The first new role he took on was in Pan-Am’s employee suggestion program, where employees were able to recommend potential improvements. He was part of the group that reviewed these suggestions.

“That was kind of interesting, because it got me through all phases of what’s going on at the airline. The suggestions weren’t just limited to airplanes. It was administrative stuff, too,” he explained.

From there, Boily went on to hold positions in industrial engineering, ground support engineering and line station maintenance. He says his time with line station maintenance gave him the most experience in regards to airline operations.

“That put me out on the road a lot,” he recalls. “It was very interesting because we were setting up stations, new airplanes were coming in.

“It was tough, but it was an interesting job.”

In 1975, Boily took on the role of GSE coordinator and was tasked with phasing in the Boeing 747 Freighter for the airline. The 747 passenger aircraft had already been introduced, so Boily says some of the equipment was already in place. But in order to load cargo, he and his team had to be creative.

“The big challenge here was that some stations were not going to get their MDLs on time, so we rigged up a two-step system,” Boily says. “We built an 8-foot high platform, put a lower deck loader on top, and fed it with another LDL at ground level. It was slow, but it got the job done.”

Boily’s next challenge came in 1986, when he was charged with provisioning the GSE for Pan-Am’s shuttle operating out of the Marine Air Terminal at LaGuardia Airport (LGA). The airline had committed to a 60-day startup, so Boily had to reach out to others at Pan-Am for assistance in order to meet the deadline.

“We had to scramble around to find the necessary equipment,” Boily says. “They had equipment on order, but the deliveries were way out. Some of it was coming, but a lot of it wasn’t. So we borrowed stuff from the airline.”

He also tapped an acquaintance of his, Henry Foster at Fortbrand Services, to help meet the airline’s GSE needs.

Boily enjoyed the challenges that came with the job, especially during a time when aircraft were changing and new models were being put into service.

When Pan-Am shut down operations on Dec. 4, 1991, Boily says it was devasting.

“It was 28 years, I had my life in it. At one point, we were like 45,000 people strong, and at the bitter end, we were down to like 7,500,” he recalls. “It was tough. There were a lot of tears, a lot of sadness.”

Boily was one of the last people standing at Pan-Am, and was required to maintain the airline’s vacant buildings. He was hired by Johnson Controls to secure the buildings.

“Our responsibility was to keep the buildings in good operational condition so that they eventually could be leased out again,” Boily says, adding some of those buildings are still empty to this day.

While it was sad to leave, Boily says the airline provided many opportunities for him, his wife and three daughters to travel.

“The people I met and the friends I have were a result of that job,” he adds. “How lucky can one guy get?”

A New Start with Fortbrand

With Pan-Am out of business, Boily was contemplating his next career move.

He had stayed in touch with Fortbrand’s Foster over the years. In fact, Boily had rented equipment from Foster – even while with Johnson Controls.

ROWS:
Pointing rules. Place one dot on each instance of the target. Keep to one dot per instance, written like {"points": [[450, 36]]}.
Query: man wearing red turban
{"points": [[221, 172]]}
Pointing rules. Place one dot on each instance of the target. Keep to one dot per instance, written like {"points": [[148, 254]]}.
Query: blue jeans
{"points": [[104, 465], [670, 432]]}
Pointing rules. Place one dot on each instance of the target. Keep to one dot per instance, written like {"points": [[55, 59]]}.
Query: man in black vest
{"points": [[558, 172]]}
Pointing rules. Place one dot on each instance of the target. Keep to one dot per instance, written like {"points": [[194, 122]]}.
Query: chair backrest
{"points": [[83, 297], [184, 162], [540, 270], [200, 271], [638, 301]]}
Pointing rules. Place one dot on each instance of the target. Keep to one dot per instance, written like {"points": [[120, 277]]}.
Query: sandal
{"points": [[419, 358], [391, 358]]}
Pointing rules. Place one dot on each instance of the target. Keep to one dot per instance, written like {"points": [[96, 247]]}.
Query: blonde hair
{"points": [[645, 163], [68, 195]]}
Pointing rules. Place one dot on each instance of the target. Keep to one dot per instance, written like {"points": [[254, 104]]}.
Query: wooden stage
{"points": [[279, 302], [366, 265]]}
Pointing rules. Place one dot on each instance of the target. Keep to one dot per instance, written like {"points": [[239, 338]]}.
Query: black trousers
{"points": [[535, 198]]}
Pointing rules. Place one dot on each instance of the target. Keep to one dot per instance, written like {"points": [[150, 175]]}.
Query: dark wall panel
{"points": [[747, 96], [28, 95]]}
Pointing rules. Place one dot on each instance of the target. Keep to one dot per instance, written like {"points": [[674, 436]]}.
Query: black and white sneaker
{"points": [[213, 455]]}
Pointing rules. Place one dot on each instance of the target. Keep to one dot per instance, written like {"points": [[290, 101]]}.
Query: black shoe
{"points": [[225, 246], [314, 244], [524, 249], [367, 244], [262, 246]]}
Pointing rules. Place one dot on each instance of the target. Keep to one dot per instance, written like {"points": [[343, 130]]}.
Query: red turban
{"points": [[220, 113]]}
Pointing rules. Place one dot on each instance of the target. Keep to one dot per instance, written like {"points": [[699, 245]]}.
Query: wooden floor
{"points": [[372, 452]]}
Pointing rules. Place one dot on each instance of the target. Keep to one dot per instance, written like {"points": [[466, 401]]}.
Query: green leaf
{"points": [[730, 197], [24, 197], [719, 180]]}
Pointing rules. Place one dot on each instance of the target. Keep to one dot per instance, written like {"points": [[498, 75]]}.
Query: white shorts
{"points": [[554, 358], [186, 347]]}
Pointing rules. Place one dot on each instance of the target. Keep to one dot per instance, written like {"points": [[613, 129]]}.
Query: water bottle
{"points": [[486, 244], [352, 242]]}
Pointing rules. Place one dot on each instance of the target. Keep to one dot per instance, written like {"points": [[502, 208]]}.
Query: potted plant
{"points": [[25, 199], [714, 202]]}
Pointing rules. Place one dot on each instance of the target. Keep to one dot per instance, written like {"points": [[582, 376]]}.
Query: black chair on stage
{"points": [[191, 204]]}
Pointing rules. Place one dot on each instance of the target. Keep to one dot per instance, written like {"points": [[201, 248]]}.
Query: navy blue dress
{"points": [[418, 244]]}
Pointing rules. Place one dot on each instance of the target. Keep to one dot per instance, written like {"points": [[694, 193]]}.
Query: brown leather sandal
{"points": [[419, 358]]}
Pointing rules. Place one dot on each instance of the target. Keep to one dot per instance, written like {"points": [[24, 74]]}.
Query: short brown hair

EXERCISE 1: Write out the passage of the Boily profile between "Boily’s next challenge" and "it was devasting.", inclusive.
EXERCISE 2: Extend the profile of Boily's career past its final sentence.
The entries play no part in the work here.

FINAL ANSWER 1:
Boily’s next challenge came in 1986, when he was charged with provisioning the GSE for Pan-Am’s shuttle operating out of the Marine Air Terminal at LaGuardia Airport (LGA). The airline had committed to a 60-day startup, so Boily had to reach out to others at Pan-Am for assistance in order to meet the deadline.

“We had to scramble around to find the necessary equipment,” Boily says. “They had equipment on order, but the deliveries were way out. Some of it was coming, but a lot of it wasn’t. So we borrowed stuff from the airline.”

He also tapped an acquaintance of his, Henry Foster at Fortbrand Services, to help meet the airline’s GSE needs.

Boily enjoyed the challenges that came with the job, especially during a time when aircraft were changing and new models were being put into service.

When Pan-Am shut down operations on Dec. 4, 1991, Boily says it was devasting.

FINAL ANSWER 2:
Foster and his partner Alan Stearn were in need of someone after a salesman resigned. So Foster called Boily to gauge any interested in joining the company.

“I just said, ‘Oh, why not?’” Boily remembers.

Boily met with Foster and Stearn the next day, worked out a deal, turned in his two weeks’ notice at Johnson Controls and never left. That was 20 years ago.

The sales role was new to Boily, but he was familiar with the equipment, and he also knew a lot of people at the airports from his time at Pan-Am.

“That knowledge helped the sales piece,” Boily says. “And when Henry hired me, he dragged me around all over the place, introducing me to people that he knew. So I got the idea how to do this.”

Foster never doubted Boily could do the job.

“He’s been a salesman all his life,” Foster says with a laugh.

“As the airlines grew, and we started in our business, having Rich come aboard with that background made us better,” he continues. “We had a better appreciation for what was required.”

On the administrative side, Alan Stearn helped Boily understand other parts of the job, like drawing up contracts and leases.

“I guess I did OK, because a couple of years later, I became the Vice President of Sales,” Boily says.

“Prior to joining Fortbrand, he had no sales experience,” says Peter Stearn, Alan’s son. “The knowledge of the equipment combined with his personality was a great combination, allowing Rich to step into the position seamlessly.”

In his current role, Boily also manages Fortbrand's maintenance shop. There, he employs Tom D’Andrea and Tom Herda – former airline employees at TWA that Boily knew from his earlier career.

“They’ve been loyal supporters of what we do here for a long time. And a lot of times, the guys in back don’t get a lot of credit, and they do a hell of a lot of work,” Boily says. “It’s tough to find guys who are really qualified.”

Those who know Boily are also quick to point out his trademark sense of humor.

“Internally, everybody loves him. He has a great attitude and always keeps everybody laughing,” Stearn says. “But at the same time, he’s serious about the job. He’s just easy going and easy to get along with.”

“I just got a weird sense of humor,” Boily explains. “I take life and I twist it around a tad.”

Help from Others

Boily credits a number of people for helping him reach this point in his career.

He says he would not have been able to manage the challenges over the years without surrounding himself with knowledgeable people that were willing to make difficult decisions under pressure.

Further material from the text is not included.